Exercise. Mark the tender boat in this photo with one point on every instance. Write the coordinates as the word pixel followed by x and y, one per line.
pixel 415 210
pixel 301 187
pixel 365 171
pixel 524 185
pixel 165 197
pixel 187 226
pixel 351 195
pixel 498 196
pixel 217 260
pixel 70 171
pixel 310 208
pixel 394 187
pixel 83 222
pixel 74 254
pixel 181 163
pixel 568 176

++++

» **DIRECTIONS**:
Copy every row above word for word, keeping each line as it stands.

» **RESULT OF THIS TASK**:
Exercise. Mark the tender boat in this photo with one point on every instance. Write the coordinates as the word pixel followed by x and y, one per line.
pixel 415 210
pixel 301 187
pixel 365 171
pixel 524 185
pixel 165 197
pixel 187 226
pixel 351 195
pixel 498 196
pixel 217 260
pixel 70 171
pixel 310 208
pixel 394 187
pixel 83 222
pixel 74 254
pixel 181 163
pixel 568 176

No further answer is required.